WHAT THE TASK ASKS -
Retype every one of the items below word for word, keeping each line unchanged.

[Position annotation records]
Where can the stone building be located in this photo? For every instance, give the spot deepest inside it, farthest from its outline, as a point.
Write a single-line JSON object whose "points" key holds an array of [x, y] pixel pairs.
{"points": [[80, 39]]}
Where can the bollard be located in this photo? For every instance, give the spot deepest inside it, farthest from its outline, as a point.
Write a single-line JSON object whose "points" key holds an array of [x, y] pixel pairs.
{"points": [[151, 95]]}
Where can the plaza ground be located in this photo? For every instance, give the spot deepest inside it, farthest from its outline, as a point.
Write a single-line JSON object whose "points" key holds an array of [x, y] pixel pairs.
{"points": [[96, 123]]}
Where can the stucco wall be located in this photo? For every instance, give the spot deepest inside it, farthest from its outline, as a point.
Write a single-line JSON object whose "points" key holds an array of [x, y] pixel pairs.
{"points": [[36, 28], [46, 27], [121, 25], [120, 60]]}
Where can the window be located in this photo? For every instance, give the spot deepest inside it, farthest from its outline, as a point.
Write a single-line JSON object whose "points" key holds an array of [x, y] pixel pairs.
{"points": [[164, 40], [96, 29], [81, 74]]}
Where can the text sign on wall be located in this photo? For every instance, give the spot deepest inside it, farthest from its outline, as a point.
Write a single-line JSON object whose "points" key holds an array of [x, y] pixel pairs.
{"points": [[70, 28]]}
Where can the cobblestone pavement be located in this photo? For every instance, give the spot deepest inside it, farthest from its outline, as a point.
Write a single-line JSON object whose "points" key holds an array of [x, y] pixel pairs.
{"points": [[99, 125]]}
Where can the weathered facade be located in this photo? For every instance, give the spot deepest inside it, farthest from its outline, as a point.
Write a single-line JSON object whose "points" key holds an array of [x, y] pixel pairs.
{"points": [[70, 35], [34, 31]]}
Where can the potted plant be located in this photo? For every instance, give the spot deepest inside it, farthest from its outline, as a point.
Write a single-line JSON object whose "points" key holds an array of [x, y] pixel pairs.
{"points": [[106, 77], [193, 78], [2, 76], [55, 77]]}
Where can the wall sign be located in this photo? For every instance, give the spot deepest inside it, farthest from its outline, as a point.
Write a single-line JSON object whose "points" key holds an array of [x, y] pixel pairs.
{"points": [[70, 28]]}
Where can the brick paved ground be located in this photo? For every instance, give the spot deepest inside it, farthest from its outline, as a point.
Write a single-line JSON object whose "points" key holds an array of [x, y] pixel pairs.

EXERCISE SOLUTION -
Where can the stone building be located in this photo? For every instance, give the spot deepest inside it, farthest from its outline, as a point.
Write a single-line JSON object whose "points" key holds an array of [x, y] pixel pairs.
{"points": [[80, 39]]}
Where can the bollard be located in this photo? For every instance, give the spot deepest inside it, farthest from its outline, as a point.
Write a single-line JSON object whose "points" key holds an array of [x, y] pixel pairs.
{"points": [[151, 95]]}
Where can the plaza ground be located in this photo? For every instance, give the spot deepest inside it, farthest from its outline, as a point.
Write a single-line JSON object whose "points" key holds an array of [x, y] pixel pairs.
{"points": [[96, 123]]}
Where can the stucco wall be located in this photo? For every instance, give the spot deepest inside it, farthest from its outline, as a point.
Write a single-line JSON object whose "points" key holds an array of [x, y] pixel pairs.
{"points": [[36, 28], [46, 27], [121, 25], [120, 60]]}
Where can the window be located in this photo? For every instance, give the spot deepest inside it, farthest from its outline, as a point.
Write a single-line JSON object whose "points" key holds an array of [x, y] pixel pairs.
{"points": [[164, 40], [96, 29], [81, 74]]}
Where can the text sign on wall be located in this photo? For every instance, give the spot deepest inside it, farthest from its outline, as a point.
Write a single-line JSON object whose "points" key holds an array of [x, y] pixel pairs.
{"points": [[70, 28]]}
Where can the cobblestone pavement be located in this photo? For every instance, give the spot deepest inside it, farthest from its outline, as a point.
Write a single-line JSON object whose "points" key holds an array of [x, y] pixel pairs.
{"points": [[99, 125]]}
Where can the weathered facade be located in this photo? For every instance, give the spot deepest inside it, farthest from its outline, as a point.
Write a single-line JSON object whose "points" key holds an array of [x, y] pixel pairs.
{"points": [[70, 35], [34, 31]]}
Where can the potted plant be located in this photo? For every instance, give the spot deepest inside it, farthest from its outline, as a point.
Write a single-line JSON object whose "points" key holds an array of [x, y] pixel pairs.
{"points": [[106, 77], [193, 78], [2, 76], [55, 77]]}
Where can the wall sign be located in this photo? For every instance, give the spot deepest inside it, farthest from its outline, as a point.
Write a single-line JSON object whose "points" key holds an array of [x, y] pixel pairs.
{"points": [[70, 28]]}
Where can the brick paved ground be located in this photo? For every instance, give the spot deepest inside it, farthest from its outline, as a point.
Write a single-line JSON object whose "points" key holds an array of [x, y] pixel pairs.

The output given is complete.